-------- DATA SHOWN
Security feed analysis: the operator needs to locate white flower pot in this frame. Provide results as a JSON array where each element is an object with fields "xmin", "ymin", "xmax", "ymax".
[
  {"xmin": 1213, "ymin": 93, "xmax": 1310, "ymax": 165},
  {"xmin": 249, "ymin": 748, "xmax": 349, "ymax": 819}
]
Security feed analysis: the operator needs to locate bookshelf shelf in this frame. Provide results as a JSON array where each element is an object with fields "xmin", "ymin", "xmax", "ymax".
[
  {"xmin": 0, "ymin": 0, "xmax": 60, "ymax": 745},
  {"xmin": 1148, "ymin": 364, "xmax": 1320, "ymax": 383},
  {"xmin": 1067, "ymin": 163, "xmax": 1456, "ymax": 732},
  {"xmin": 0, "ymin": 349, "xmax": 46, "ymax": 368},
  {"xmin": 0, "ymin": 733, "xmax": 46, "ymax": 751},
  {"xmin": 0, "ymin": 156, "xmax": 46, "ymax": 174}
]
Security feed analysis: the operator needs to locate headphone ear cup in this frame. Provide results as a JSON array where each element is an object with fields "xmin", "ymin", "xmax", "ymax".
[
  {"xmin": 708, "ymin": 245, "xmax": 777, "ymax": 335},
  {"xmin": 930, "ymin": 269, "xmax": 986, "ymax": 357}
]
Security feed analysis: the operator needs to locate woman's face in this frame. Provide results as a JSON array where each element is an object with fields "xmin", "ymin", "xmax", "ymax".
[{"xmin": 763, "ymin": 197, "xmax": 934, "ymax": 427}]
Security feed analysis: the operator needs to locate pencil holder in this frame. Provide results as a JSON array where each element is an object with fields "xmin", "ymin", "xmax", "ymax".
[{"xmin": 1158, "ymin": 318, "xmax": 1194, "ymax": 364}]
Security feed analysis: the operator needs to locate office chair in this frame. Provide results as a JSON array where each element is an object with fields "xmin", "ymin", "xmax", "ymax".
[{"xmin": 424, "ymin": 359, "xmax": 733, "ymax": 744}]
----------------
Turn every line of the records above into a Markdown table with two columns, Row and Line. Number the rows in order and leave out blank lines.

| Row | Line |
|---|---|
| 1 | Security feed analysis: the operator needs to locate white flower pot in this frame. Provide results as a JSON array where each element is an object with fields "xmin", "ymin", "xmax", "ymax". |
| 2 | [ |
| 3 |   {"xmin": 1213, "ymin": 93, "xmax": 1310, "ymax": 165}, |
| 4 |   {"xmin": 249, "ymin": 748, "xmax": 349, "ymax": 819} |
| 5 | ] |
| 6 | Security feed analysis: the operator needs to locate bookshelf shelf in this frame. Provide results as a JSON array where each element is an object with fields "xmin", "ymin", "xmax", "ymax". |
| 7 | [ |
| 8 |   {"xmin": 0, "ymin": 0, "xmax": 60, "ymax": 745}, |
| 9 |   {"xmin": 1148, "ymin": 364, "xmax": 1320, "ymax": 383}, |
| 10 |   {"xmin": 1067, "ymin": 163, "xmax": 1456, "ymax": 732}, |
| 11 |   {"xmin": 0, "ymin": 349, "xmax": 46, "ymax": 368}, |
| 12 |   {"xmin": 0, "ymin": 733, "xmax": 46, "ymax": 751}, |
| 13 |   {"xmin": 0, "ymin": 156, "xmax": 46, "ymax": 174} |
| 14 | ] |
| 15 | Security feed analysis: the operator needs to locate headphone ear cup in this frame. Provide results as a JSON array where each element is an object with fields "xmin", "ymin", "xmax", "ymax". |
| 16 | [ |
| 17 |   {"xmin": 708, "ymin": 245, "xmax": 777, "ymax": 335}, |
| 18 |   {"xmin": 930, "ymin": 269, "xmax": 986, "ymax": 357} |
| 19 | ] |
| 20 | Security feed analysis: the operator needs to locate woman's face in this frame. Provide results as a JSON array where each element is an object with fields "xmin", "ymin", "xmax", "ymax". |
| 21 | [{"xmin": 763, "ymin": 197, "xmax": 934, "ymax": 427}] |
| 22 | Security feed analysis: the operator needs to locate pencil holder in this frame. Provide results as a JSON array where each element is an object with fields "xmin", "ymin", "xmax", "ymax". |
| 23 | [{"xmin": 1158, "ymin": 318, "xmax": 1194, "ymax": 364}] |
| 24 | Security feed analysis: the operator needs to locate office chair in this frame. Provide results as a JSON array where each element is an object with fields "xmin", "ymin", "xmax", "ymax". |
| 25 | [{"xmin": 424, "ymin": 359, "xmax": 733, "ymax": 744}] |